WRITTEN EXERCISE:
Return all the data below unchanged, line for line, but leave out the pictures.

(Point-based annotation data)
^^^^^^^^^^^^^^^^

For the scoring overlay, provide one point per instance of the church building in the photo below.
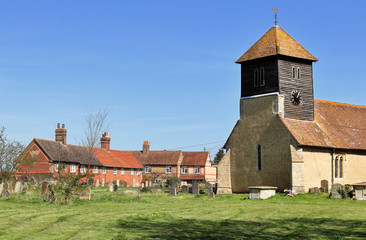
(284, 137)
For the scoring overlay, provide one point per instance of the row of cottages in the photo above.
(188, 166)
(112, 165)
(106, 164)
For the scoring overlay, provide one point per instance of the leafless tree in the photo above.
(9, 153)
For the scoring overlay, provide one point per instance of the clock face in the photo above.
(296, 97)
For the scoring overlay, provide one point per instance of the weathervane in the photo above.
(275, 10)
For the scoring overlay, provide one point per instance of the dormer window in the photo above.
(262, 82)
(256, 77)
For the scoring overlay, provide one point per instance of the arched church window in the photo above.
(256, 77)
(262, 81)
(259, 157)
(336, 167)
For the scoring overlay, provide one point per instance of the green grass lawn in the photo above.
(186, 216)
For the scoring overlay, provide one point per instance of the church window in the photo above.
(256, 77)
(259, 157)
(262, 81)
(336, 167)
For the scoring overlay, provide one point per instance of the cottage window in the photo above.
(256, 77)
(82, 169)
(262, 81)
(72, 168)
(259, 157)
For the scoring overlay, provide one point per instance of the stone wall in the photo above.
(224, 175)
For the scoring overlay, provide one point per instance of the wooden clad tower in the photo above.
(277, 63)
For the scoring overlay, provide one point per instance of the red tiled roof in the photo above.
(336, 125)
(194, 158)
(192, 177)
(158, 157)
(276, 42)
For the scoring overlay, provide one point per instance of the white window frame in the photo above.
(72, 168)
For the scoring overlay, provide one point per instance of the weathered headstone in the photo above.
(173, 191)
(18, 187)
(5, 193)
(334, 190)
(44, 188)
(314, 190)
(50, 195)
(195, 188)
(324, 184)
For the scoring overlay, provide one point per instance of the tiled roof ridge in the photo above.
(339, 103)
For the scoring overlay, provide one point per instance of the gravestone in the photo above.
(173, 191)
(195, 188)
(18, 187)
(334, 190)
(5, 193)
(50, 195)
(44, 188)
(324, 185)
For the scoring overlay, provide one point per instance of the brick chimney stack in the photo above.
(145, 147)
(60, 133)
(105, 141)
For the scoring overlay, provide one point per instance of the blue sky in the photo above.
(165, 69)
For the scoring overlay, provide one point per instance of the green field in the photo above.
(186, 216)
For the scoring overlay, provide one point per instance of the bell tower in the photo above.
(278, 64)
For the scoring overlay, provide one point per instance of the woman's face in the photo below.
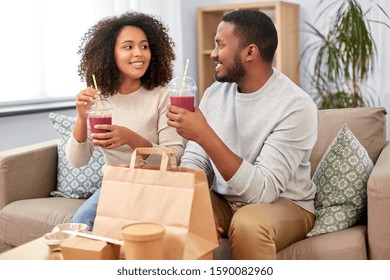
(132, 53)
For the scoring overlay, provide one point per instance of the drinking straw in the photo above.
(184, 77)
(98, 99)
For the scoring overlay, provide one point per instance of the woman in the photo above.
(131, 57)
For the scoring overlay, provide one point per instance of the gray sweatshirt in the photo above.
(273, 129)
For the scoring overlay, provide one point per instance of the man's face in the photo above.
(227, 54)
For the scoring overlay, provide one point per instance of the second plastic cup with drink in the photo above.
(182, 92)
(100, 113)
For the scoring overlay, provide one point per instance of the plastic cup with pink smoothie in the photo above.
(99, 113)
(182, 94)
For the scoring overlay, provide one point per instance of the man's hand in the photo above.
(190, 125)
(219, 228)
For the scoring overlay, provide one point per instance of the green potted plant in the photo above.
(343, 57)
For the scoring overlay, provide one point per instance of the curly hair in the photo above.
(97, 52)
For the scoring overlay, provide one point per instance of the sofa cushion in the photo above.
(347, 244)
(32, 218)
(75, 182)
(341, 179)
(367, 124)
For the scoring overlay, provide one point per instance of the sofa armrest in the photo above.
(378, 207)
(28, 172)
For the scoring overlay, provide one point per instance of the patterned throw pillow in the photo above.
(341, 179)
(75, 182)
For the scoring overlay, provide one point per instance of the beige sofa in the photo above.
(28, 175)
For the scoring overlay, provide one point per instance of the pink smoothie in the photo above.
(186, 102)
(93, 120)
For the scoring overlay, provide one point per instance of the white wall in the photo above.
(28, 129)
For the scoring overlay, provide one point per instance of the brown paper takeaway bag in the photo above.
(176, 197)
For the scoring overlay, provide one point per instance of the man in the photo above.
(255, 130)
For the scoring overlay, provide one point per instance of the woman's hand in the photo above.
(113, 137)
(84, 101)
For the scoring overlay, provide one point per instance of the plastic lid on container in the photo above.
(143, 231)
(189, 87)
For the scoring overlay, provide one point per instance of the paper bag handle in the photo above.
(166, 153)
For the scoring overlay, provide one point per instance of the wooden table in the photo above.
(33, 250)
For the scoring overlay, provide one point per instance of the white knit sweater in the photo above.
(144, 112)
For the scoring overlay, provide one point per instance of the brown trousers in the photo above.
(258, 231)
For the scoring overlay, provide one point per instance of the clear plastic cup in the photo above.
(100, 113)
(183, 95)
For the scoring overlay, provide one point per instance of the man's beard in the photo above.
(234, 73)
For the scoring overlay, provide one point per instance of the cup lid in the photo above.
(142, 231)
(175, 85)
(100, 106)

^^^^^^^^^^^^^^^^

RESPONSE TO THIS TASK:
For the scoring overlay, provide one point per instance of the church building in the photo below.
(284, 137)
For the scoring overlay, provide one point per instance of the row of cottages in the photo above.
(188, 166)
(112, 165)
(106, 164)
For the scoring overlay, provide one point per instance of the leafless tree in the photo above.
(9, 153)
For the scoring overlay, provide one point per instance of the clock face in the photo above.
(296, 97)
For the scoring overlay, provide one point per instance of the weathervane in the photo above.
(275, 10)
For the scoring overlay, provide one point per instance of the dormer window in the photo above.
(262, 82)
(256, 77)
For the scoring overlay, provide one point per instance of the arched church window in the photo above.
(256, 77)
(262, 81)
(259, 157)
(336, 167)
For the scoring overlay, provide one point per instance of the green grass lawn in the photo above.
(186, 216)
For the scoring overlay, provide one point per instance of the church window in the photo above.
(256, 77)
(259, 157)
(262, 81)
(336, 167)
For the scoring overlay, provide one point per instance of the cottage window in the photo above.
(256, 77)
(82, 169)
(262, 81)
(72, 168)
(259, 157)
For the scoring overlay, provide one point per instance of the stone wall in the photo above.
(224, 175)
For the scoring overlay, provide one point per instance of the wooden clad tower in the photo above.
(277, 63)
For the scoring overlay, provide one point per instance of the red tiled roof in the photo above.
(336, 125)
(194, 158)
(192, 177)
(158, 157)
(276, 42)
For the scoring overlay, provide one point per instance of the white window frame in the photo above.
(72, 168)
For the scoring overlay, provide one point per instance of the weathered headstone in the photo above.
(173, 191)
(18, 187)
(5, 193)
(334, 190)
(44, 188)
(314, 190)
(50, 195)
(195, 188)
(324, 184)
For the scoring overlay, provide one point per instance of the tiled roof ridge in the photo above.
(339, 103)
For the scoring overlay, provide one point per instance of the gravestone in the photo above.
(173, 191)
(195, 188)
(18, 187)
(334, 190)
(5, 193)
(50, 195)
(44, 188)
(324, 185)
For the scoring overlay, provide one point per instance of the brick chimney stack in the photo above.
(145, 147)
(60, 133)
(105, 141)
For the scoring overlay, provide one point per instance of the blue sky in the photo above.
(165, 69)
For the scoring overlay, provide one point per instance of the green field in the photo above.
(186, 216)
For the scoring overlay, provide one point per instance of the bell tower in the photo above.
(278, 64)
For the scoring overlay, provide one point per instance of the woman's face in the photo below.
(132, 53)
For the scoring overlay, provide one point per instance of the drinking straw in the photo above.
(184, 77)
(98, 99)
For the scoring overlay, provide one point per instance of the woman in the photo above.
(131, 57)
For the scoring overlay, provide one point per instance of the gray sweatshirt in the photo above.
(273, 129)
For the scoring overlay, provide one point per instance of the man's face in the photo above.
(227, 54)
For the scoring overlay, provide one point per instance of the second plastic cup with drink in the photo above.
(182, 92)
(100, 113)
For the scoring overlay, provide one point per instance of the plastic cup with pink smoothie in the photo above.
(99, 113)
(182, 94)
For the scoring overlay, provide one point per instance of the man's hand in the photo above.
(190, 125)
(219, 228)
For the scoring overlay, provide one point per instance of the green potted plant in the photo above.
(343, 57)
For the scoring overlay, provide one point per instance of the curly hair in the photo above.
(97, 52)
For the scoring overlay, provide one point per instance of the sofa cushion in the photo above.
(347, 244)
(32, 218)
(75, 182)
(341, 179)
(367, 124)
For the scoring overlay, provide one point per instance of the sofa armrest in the photo above.
(378, 207)
(28, 172)
For the scoring overlay, provide one point per instance of the patterned throw pillow in the photo above.
(341, 179)
(75, 182)
For the scoring overlay, provide one point per instance of the beige sofa in the photo above.
(28, 175)
For the scoring overlay, provide one point per instance of the pink smoothie in the photo above.
(186, 102)
(93, 120)
For the scoring overlay, provide one point per instance of the white wall in the photo above.
(28, 129)
For the scoring overlay, provide one point per instance of the brown paper takeaway bag in the photo above.
(176, 197)
For the scoring overlay, provide one point per instance of the man in the photo above.
(255, 130)
For the scoring overlay, provide one point per instance of the woman's hand in the photo above.
(113, 137)
(84, 101)
For the scoring overlay, provide one point per instance of the plastic lid on container in the photo above.
(143, 231)
(189, 87)
For the scoring overlay, provide one point per instance of the paper bag handle in the photo above.
(166, 153)
For the scoring overlay, provide one point per instance of the wooden table in the photo above.
(33, 250)
For the scoring overlay, provide one point per instance of the white knit sweater in the photo above.
(144, 112)
For the scoring overlay, provide one point per instance of the brown trousers in the photo above.
(258, 231)
For the scoring overlay, provide one point per instance of the clear plastic cup in the photo above.
(100, 113)
(183, 95)
For the scoring overlay, provide one point per instance of the man's beard in the photo above.
(234, 73)
For the scoring overlay, provide one point per instance of the cup lid in the photo above.
(142, 231)
(175, 85)
(100, 106)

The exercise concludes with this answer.